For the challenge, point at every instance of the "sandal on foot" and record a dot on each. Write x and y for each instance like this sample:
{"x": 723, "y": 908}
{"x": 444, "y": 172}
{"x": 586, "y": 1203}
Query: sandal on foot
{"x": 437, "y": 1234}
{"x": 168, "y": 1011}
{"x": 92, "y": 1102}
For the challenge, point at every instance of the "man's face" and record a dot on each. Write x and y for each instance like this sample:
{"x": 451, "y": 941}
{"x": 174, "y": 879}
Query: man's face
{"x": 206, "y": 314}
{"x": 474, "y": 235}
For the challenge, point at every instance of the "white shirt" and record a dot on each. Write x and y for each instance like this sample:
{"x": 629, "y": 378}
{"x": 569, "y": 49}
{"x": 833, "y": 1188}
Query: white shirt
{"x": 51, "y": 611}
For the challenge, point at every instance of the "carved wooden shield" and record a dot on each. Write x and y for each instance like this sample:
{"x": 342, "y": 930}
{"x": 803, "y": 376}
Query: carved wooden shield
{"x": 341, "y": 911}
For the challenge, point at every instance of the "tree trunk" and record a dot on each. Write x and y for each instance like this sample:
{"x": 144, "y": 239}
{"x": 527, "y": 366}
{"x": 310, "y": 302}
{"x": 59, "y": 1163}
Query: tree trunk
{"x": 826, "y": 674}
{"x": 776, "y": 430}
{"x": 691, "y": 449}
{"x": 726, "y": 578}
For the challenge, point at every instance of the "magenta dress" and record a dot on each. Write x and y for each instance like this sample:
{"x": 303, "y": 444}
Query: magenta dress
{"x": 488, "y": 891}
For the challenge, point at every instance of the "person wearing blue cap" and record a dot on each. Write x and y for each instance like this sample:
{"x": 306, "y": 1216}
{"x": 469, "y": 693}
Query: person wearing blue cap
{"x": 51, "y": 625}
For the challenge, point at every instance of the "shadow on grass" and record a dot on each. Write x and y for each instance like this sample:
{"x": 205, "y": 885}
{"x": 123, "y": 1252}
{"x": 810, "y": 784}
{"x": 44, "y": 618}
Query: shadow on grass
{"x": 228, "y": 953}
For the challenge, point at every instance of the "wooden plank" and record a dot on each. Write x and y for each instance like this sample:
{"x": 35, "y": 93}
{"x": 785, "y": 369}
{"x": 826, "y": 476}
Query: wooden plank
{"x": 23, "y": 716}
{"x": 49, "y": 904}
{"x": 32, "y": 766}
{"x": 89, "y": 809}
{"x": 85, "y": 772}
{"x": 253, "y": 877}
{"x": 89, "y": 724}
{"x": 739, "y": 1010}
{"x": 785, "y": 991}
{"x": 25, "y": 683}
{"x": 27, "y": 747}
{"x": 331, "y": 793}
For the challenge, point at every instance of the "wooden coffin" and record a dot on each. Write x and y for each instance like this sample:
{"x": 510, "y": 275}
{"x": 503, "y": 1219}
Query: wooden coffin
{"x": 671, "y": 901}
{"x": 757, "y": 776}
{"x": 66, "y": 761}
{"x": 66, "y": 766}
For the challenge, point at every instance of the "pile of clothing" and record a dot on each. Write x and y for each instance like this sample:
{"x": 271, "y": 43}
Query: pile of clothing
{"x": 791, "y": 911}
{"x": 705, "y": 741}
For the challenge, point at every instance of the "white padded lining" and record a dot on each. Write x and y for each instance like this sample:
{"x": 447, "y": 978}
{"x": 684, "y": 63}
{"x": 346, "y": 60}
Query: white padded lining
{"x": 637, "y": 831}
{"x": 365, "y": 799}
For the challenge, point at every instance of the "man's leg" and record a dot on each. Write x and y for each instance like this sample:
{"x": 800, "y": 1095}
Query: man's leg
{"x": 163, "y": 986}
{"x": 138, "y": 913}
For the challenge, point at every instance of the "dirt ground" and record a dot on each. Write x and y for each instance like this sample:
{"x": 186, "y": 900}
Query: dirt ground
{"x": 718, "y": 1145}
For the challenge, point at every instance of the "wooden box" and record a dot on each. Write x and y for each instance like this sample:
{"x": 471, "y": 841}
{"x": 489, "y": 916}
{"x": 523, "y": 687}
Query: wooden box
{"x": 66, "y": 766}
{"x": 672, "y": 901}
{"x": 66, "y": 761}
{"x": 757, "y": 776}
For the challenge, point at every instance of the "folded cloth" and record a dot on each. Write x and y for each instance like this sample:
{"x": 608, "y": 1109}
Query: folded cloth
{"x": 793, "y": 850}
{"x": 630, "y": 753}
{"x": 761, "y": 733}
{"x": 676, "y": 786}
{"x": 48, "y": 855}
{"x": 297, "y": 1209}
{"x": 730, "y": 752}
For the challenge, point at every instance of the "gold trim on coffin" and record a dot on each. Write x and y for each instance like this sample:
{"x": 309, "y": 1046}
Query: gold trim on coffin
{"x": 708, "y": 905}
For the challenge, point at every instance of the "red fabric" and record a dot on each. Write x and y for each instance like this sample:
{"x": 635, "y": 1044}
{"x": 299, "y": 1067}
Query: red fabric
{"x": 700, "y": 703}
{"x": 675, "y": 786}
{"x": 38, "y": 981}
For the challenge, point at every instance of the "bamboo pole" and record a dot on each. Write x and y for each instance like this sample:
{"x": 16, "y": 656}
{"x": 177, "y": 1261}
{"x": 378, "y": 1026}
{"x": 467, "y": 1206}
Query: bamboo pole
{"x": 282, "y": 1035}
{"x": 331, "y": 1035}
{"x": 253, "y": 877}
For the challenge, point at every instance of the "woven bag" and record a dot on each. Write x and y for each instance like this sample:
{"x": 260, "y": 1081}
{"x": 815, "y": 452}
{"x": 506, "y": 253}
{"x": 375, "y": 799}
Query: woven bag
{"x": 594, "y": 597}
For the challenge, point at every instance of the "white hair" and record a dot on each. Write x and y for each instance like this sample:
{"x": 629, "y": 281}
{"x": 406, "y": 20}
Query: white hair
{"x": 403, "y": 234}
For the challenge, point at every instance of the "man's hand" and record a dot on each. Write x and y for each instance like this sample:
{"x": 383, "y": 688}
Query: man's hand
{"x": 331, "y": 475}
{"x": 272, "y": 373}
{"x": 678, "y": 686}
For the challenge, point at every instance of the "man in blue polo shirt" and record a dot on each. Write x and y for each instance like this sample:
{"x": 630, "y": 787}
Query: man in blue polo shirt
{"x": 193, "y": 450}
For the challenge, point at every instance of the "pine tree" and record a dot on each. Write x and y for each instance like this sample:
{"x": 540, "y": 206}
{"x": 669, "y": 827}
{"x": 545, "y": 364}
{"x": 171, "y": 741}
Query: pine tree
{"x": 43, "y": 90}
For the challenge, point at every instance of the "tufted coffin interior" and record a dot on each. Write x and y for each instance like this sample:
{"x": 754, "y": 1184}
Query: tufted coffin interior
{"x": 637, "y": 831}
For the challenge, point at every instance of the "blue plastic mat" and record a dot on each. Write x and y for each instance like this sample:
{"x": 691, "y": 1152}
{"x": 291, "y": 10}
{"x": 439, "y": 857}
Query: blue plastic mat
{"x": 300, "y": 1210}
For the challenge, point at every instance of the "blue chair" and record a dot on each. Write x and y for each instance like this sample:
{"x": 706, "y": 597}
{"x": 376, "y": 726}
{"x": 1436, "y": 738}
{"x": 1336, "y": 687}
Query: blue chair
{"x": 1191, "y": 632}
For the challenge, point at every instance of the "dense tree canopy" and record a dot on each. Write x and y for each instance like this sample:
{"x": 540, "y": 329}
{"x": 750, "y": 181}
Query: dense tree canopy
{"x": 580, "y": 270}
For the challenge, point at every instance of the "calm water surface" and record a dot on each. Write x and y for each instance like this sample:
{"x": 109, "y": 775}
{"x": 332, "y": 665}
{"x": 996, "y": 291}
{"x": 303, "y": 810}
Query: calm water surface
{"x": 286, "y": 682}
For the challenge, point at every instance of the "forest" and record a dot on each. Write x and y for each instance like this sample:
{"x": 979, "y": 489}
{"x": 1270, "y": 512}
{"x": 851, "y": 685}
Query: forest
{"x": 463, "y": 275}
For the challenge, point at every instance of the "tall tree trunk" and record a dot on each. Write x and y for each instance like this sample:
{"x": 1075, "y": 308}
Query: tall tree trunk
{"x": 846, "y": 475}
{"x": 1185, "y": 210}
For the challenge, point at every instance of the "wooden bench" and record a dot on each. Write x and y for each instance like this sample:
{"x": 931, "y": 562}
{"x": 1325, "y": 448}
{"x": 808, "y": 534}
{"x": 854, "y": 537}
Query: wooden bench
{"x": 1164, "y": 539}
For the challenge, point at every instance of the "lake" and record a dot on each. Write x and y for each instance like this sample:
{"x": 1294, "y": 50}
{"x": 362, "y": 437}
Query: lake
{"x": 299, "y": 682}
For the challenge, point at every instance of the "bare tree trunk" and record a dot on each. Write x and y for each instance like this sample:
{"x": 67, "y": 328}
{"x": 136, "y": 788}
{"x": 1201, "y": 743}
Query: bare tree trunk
· · · · · · ·
### Problem to work on
Which lines above include the word "bare"? Show each one.

### Response to this exercise
For the challenge, point at every instance of the "bare tree trunk" and record a dot on each. Write x and y for each instance like this sample:
Query: bare tree trunk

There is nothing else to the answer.